[START]

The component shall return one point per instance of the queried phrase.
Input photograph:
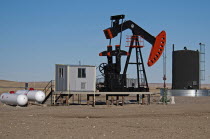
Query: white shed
(75, 78)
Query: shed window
(83, 85)
(61, 72)
(81, 73)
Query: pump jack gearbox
(114, 80)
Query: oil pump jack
(114, 80)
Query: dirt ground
(188, 118)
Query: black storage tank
(185, 69)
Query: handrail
(48, 86)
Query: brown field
(188, 118)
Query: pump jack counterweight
(114, 81)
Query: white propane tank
(33, 95)
(14, 99)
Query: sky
(37, 34)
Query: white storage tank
(75, 78)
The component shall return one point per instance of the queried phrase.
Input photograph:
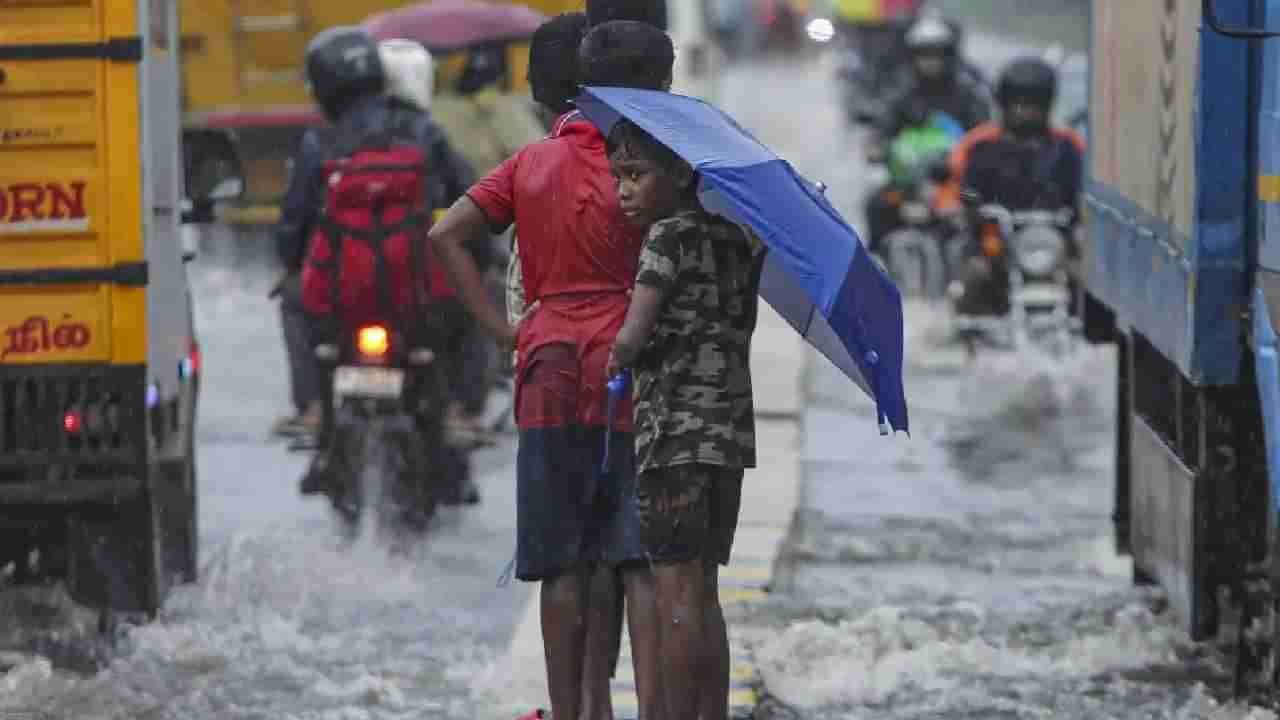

[END]

Problem: Locate every line in the data above that contains the word "pump" and copy each one out in full.

The answer:
Query: pump jack gearbox
Query: oil pump jack
Query: pump jack counterweight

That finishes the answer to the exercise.